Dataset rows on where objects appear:
::::::::::

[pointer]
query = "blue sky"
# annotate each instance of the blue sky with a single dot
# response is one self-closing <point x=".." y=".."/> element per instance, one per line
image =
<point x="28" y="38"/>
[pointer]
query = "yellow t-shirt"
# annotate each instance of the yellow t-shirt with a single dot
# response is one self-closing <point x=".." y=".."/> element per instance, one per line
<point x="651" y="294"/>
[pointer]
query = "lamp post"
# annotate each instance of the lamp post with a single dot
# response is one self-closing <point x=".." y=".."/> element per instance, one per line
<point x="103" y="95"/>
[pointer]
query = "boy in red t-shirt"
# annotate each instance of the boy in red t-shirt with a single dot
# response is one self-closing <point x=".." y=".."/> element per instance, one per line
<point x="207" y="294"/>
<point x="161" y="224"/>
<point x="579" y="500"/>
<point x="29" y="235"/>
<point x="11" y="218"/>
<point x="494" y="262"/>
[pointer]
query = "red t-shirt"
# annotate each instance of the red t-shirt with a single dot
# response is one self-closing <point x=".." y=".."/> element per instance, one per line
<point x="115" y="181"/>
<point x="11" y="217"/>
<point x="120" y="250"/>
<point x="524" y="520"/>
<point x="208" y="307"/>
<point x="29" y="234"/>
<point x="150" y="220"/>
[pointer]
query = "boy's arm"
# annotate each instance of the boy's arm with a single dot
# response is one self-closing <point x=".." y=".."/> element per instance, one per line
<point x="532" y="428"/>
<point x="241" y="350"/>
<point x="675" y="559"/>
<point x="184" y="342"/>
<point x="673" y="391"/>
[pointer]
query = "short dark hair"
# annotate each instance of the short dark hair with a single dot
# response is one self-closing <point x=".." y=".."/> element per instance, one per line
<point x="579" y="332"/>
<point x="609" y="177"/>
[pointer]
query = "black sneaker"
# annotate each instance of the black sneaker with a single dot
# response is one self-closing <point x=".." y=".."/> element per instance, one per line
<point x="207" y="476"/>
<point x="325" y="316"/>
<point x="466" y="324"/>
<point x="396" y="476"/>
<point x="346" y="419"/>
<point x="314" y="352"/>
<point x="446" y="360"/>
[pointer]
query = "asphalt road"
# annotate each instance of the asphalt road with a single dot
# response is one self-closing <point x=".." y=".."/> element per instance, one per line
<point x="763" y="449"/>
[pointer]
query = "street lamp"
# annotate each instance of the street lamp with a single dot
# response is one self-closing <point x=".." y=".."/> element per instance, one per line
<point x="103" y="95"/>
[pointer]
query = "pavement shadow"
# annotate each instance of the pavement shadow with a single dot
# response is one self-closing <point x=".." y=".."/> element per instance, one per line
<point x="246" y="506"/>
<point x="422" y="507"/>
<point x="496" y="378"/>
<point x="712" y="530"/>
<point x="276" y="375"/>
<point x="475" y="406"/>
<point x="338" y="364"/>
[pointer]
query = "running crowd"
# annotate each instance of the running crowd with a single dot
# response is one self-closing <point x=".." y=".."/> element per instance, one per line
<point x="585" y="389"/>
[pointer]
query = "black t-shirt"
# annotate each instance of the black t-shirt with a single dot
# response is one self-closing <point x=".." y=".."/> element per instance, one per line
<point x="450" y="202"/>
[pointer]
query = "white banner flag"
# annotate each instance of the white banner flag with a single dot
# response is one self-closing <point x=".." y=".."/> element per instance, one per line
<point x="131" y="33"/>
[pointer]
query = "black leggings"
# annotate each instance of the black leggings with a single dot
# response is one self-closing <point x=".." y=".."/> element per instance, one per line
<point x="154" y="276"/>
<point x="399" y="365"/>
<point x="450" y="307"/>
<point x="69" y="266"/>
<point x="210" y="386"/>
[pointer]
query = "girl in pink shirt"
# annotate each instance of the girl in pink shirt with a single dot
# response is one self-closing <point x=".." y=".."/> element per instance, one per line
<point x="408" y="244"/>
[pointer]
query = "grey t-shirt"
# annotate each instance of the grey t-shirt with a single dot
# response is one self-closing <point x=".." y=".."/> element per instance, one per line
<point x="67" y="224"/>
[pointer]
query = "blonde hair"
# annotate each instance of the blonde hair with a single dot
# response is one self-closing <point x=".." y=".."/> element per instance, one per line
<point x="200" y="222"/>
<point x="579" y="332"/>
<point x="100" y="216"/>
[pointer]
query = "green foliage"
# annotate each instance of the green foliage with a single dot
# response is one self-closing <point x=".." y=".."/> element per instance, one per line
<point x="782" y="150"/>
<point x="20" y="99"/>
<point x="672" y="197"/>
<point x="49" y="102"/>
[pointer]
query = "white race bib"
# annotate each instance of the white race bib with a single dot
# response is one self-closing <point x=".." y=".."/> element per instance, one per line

::::::::::

[THE EXERCISE]:
Return the entries in full, keeping every line exactly as it is.

[PROBLEM SOLUTION]:
[pointer]
query = "blue sky"
# annotate each instance of the blue sky with a single dot
# response is one self-closing <point x=".." y=".."/> element per instance, one per line
image =
<point x="28" y="38"/>
[pointer]
query = "yellow t-shirt"
# annotate each instance of the yellow t-shirt with a single dot
# response is one self-closing <point x=".." y=".."/> element per instance, one per line
<point x="651" y="294"/>
[pointer]
query = "lamp post"
# annotate each instance of the lamp post with a single dot
# response is one self-closing <point x=".." y=".."/> element per instance, one per line
<point x="103" y="95"/>
[pointer]
query = "boy in red t-shirt"
# annotate each instance of the boy in red t-shirt with a single dot
# response is one self-closing <point x=".." y=".."/> element per instance, one per line
<point x="207" y="294"/>
<point x="161" y="224"/>
<point x="579" y="500"/>
<point x="29" y="235"/>
<point x="11" y="218"/>
<point x="494" y="262"/>
[pointer]
query = "red t-shirt"
# annotate each instance of the red t-shirt with a single dot
# response is one self-closing <point x=".." y=".."/> element per instance, one per line
<point x="115" y="181"/>
<point x="11" y="217"/>
<point x="120" y="250"/>
<point x="524" y="520"/>
<point x="208" y="307"/>
<point x="29" y="234"/>
<point x="150" y="220"/>
[pointer]
query = "boy's arm"
# annotate each instance of the boy's arm with a single dot
# response is one self-closing <point x=".." y=".."/> element per instance, one per line
<point x="532" y="428"/>
<point x="241" y="350"/>
<point x="675" y="559"/>
<point x="184" y="342"/>
<point x="673" y="391"/>
[pointer]
query = "short dark hair"
# annotate each instance of the short dark hair with a single dot
# response is one self-closing <point x=".." y=".."/> element per instance, one per line
<point x="579" y="332"/>
<point x="609" y="177"/>
[pointer]
query = "black sneaker"
# annotate each instance of the black sneaker with a single dot
# response is one self-closing <point x=".." y=".."/> element per instance, one per line
<point x="207" y="476"/>
<point x="325" y="316"/>
<point x="466" y="324"/>
<point x="396" y="476"/>
<point x="346" y="419"/>
<point x="314" y="352"/>
<point x="446" y="360"/>
[pointer]
query = "asphalt road"
# annotate each instance of the asphalt road with a single dot
# response is one self-closing <point x=".." y=".."/> element per instance, one per line
<point x="763" y="449"/>
[pointer]
query = "street lamp"
# annotate each instance of the street lamp with a single dot
# response is one self-closing <point x=".." y=".."/> element per instance, one per line
<point x="103" y="95"/>
[pointer]
query = "pavement shadow"
# annotate each instance of the pavement shadow with a single dot
# response is one self-closing <point x=".." y=".."/> element per instance, one per line
<point x="246" y="506"/>
<point x="422" y="507"/>
<point x="496" y="378"/>
<point x="712" y="530"/>
<point x="276" y="375"/>
<point x="475" y="406"/>
<point x="338" y="364"/>
[pointer]
query = "running crowd"
# annotate each instance of the running crowd with a single dot
# response is one self-closing <point x=".." y=".."/> element per instance, one per line
<point x="585" y="389"/>
[pointer]
query = "black t-shirt"
# annotate each instance of the black t-shirt with a single dot
# response is one self-closing <point x=".." y=".."/> element per instance, one per line
<point x="450" y="202"/>
[pointer]
query = "white banner flag"
# annotate each instance of the white banner flag with a single dot
# response is one self-closing <point x=".." y=".."/> element per instance, one per line
<point x="131" y="33"/>
[pointer]
query = "black leggings"
# annotate each instance of the black leggings with a single dot
# response is one self-closing <point x=".." y=".."/> element per instance, one per line
<point x="154" y="276"/>
<point x="399" y="365"/>
<point x="450" y="307"/>
<point x="69" y="266"/>
<point x="210" y="386"/>
[pointer]
query = "girl in pink shirt"
# annotate each instance of the girl in pink shirt with a single dot
# response is one self-closing <point x=".." y=".."/> element per instance, one per line
<point x="408" y="244"/>
[pointer]
query = "grey t-shirt"
# annotate each instance of the grey t-shirt with a single dot
# response is one self-closing <point x=".." y=".."/> element per instance, one per line
<point x="67" y="224"/>
[pointer]
query = "blonde hair"
# annotate each instance of the blonde hair with a single dot
# response is one self-closing <point x=".." y=".."/> element per instance, one per line
<point x="200" y="222"/>
<point x="579" y="332"/>
<point x="100" y="216"/>
[pointer]
query = "green foliage"
# annotate each instance of the green foliage with a single dot
# response is one self-closing <point x=".." y=".."/> element per instance, one per line
<point x="782" y="150"/>
<point x="20" y="99"/>
<point x="672" y="197"/>
<point x="49" y="102"/>
[pointer]
query = "white race bib"
# annotate each instance of the white race bib with a single dot
# response is one self-closing <point x=".." y=".."/> element per instance, one per line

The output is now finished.